_SOURCE_.
SYNOPSIS

 use epylog;

 # create a new epylog object
 my $du = new epylog;

 # initialize the object
 $du->init('modulename');

 # get a username from a userid
 $du->getuname(500);

 # get a hostname from an IP address
 $du->gethost('127.0.0.1');

 # find the system name in a standard syslog line
 $du->getsystem($syslogline);

 # get the value of an environment variable
 # first parameter is the name of the variable, second one is
 # the default value to return if the variable is undefined.
 $du->option('TMPDIR', '/tmp');

 # return the next available syslog line from the logs (LOGCAT)
 $du->nextline();

 # check if the logfile is EOF'd. Returns 0 if not yet.
 $du->islogeof();

 # add a string or an array of strings to the report (LOGREPORT)
 $du->pushrep('Report line');

 # add a syslog line entry to the list of analyzed and filtered
 # lines (LOGFILTER)
 $du->pushfilt($syslog_line);

 # intelligently output some debug information.
 # first parameter is level, second parameter is the string to output.

_OBJECTIVES_.
1) Translate the sentence "first parameter is level, second parameter is the string to output." from the epylog synopsis into Spanish.
2) Offset every coordinate in the answers by -10. Reproduce the rows from the row with "trim on jersey in the photo above." up to and including the last row, requests included, and give only those rows.

_MATERIAL FOR THIS TASK_.
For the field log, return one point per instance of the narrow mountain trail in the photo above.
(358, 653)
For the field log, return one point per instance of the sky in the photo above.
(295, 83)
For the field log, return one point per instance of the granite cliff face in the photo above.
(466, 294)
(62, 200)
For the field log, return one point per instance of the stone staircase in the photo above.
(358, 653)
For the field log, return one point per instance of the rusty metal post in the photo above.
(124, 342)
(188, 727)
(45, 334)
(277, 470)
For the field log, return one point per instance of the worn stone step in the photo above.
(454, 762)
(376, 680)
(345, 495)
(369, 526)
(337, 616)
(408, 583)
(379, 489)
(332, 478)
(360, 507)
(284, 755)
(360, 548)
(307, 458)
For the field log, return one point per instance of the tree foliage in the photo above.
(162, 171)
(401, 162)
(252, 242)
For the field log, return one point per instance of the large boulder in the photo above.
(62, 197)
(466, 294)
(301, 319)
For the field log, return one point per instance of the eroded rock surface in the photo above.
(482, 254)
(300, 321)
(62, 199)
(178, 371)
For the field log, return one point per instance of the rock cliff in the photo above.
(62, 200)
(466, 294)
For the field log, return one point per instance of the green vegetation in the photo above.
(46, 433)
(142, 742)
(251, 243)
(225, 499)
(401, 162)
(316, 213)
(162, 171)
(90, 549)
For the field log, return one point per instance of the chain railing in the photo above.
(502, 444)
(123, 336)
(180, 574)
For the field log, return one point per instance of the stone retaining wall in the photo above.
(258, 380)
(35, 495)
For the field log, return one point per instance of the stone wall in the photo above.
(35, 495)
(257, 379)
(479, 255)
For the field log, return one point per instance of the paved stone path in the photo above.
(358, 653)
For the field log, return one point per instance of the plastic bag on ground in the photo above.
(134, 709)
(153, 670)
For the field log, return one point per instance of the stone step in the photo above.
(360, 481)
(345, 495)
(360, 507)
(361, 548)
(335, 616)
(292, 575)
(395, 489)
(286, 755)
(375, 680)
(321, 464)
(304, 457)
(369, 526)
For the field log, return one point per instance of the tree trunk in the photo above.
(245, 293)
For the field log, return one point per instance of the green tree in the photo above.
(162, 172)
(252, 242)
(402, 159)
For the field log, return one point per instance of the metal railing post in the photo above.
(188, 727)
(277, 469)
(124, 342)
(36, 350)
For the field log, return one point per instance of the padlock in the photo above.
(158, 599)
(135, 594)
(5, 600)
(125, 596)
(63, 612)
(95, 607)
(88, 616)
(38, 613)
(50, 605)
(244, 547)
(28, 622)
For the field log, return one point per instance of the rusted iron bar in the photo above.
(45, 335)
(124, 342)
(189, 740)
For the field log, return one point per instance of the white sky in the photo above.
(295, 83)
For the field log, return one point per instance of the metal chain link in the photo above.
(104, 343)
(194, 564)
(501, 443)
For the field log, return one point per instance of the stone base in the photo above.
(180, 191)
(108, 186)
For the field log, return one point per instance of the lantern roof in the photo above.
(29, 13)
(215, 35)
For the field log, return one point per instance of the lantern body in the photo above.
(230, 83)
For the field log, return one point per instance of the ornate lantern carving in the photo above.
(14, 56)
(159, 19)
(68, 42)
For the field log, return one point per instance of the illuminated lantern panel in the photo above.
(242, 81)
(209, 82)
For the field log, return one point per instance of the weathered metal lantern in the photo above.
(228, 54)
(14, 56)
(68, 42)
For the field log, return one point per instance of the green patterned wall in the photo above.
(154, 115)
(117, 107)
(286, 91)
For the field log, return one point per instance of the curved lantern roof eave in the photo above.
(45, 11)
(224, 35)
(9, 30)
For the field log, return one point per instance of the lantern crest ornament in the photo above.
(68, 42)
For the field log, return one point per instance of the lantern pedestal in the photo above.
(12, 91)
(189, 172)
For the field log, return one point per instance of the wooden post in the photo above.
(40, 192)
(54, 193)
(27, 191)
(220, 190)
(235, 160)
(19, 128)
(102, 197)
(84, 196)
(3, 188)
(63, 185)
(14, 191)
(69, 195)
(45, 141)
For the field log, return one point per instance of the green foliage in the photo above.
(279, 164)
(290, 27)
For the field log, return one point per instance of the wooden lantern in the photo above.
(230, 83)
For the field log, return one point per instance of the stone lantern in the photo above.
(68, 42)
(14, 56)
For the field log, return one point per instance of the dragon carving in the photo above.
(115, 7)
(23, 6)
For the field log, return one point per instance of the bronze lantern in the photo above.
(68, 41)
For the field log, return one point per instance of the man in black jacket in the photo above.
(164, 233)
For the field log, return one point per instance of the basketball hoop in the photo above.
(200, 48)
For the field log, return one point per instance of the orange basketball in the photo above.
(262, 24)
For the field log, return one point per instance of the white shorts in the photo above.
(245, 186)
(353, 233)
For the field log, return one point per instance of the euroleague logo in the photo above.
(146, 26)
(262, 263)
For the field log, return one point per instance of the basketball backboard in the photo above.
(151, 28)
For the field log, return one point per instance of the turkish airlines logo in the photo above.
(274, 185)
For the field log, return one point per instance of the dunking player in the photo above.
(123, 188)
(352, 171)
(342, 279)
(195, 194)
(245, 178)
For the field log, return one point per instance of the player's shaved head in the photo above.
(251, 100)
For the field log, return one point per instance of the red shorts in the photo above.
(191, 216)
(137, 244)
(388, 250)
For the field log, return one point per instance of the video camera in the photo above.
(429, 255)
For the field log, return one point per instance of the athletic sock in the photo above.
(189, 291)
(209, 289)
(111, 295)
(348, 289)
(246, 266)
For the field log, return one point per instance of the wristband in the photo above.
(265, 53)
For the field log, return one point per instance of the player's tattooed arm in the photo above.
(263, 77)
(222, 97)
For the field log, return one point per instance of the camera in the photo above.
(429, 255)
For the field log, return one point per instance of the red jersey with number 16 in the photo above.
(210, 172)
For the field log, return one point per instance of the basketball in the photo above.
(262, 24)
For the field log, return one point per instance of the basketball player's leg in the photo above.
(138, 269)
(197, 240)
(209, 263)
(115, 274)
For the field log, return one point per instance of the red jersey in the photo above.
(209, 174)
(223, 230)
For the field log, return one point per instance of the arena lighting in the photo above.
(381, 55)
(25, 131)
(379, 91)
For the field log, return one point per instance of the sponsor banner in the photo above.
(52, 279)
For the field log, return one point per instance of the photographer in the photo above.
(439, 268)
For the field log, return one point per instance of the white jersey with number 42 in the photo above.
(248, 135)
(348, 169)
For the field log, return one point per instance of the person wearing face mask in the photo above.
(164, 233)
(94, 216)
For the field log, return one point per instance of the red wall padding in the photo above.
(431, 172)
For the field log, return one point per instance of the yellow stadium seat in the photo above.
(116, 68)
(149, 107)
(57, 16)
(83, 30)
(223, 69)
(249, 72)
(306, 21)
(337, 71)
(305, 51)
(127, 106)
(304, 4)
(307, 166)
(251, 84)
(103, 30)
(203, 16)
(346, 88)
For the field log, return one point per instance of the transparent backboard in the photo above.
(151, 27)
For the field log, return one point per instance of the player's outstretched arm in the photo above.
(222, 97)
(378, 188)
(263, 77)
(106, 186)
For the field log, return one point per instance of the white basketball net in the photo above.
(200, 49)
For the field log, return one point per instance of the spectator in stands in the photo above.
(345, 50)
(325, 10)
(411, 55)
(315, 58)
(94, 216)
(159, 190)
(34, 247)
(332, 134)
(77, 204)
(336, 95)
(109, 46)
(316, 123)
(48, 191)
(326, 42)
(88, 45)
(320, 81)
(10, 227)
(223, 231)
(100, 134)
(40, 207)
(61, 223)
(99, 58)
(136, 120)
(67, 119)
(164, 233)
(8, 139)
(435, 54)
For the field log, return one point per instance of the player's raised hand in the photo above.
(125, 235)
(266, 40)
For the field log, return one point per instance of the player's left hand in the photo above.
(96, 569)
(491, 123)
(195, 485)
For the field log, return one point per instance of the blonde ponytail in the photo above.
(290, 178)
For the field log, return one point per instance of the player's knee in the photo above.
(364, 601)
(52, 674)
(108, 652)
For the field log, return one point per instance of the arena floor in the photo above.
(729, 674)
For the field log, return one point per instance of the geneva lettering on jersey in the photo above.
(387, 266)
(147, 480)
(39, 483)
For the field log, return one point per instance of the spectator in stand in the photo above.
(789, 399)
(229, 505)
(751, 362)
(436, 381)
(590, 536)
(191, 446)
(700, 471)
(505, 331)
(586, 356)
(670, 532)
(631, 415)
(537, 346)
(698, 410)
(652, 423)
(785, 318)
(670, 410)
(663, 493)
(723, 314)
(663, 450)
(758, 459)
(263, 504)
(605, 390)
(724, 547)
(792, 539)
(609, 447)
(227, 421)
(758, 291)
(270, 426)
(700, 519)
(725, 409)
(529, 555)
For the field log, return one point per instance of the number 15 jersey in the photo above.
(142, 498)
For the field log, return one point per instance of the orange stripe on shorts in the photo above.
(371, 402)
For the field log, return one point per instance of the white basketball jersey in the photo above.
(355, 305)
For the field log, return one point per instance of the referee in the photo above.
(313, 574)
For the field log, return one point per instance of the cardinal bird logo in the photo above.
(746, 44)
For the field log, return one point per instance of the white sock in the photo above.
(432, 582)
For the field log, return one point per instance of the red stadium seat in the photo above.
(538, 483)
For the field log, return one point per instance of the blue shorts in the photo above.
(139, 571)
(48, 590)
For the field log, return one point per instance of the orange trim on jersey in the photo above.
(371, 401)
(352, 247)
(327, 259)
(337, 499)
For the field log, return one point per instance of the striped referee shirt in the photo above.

_RESPONSES IN ORDER_.
1) El primer parámetro es el nivel, el segundo parámetro es la cadena que se va a imprimir.

2)
For the field log, return one point per instance of the orange trim on jersey in the photo above.
(361, 391)
(342, 237)
(317, 249)
(327, 489)
For the field log, return one point per instance of the striped referee shirt in the photo above.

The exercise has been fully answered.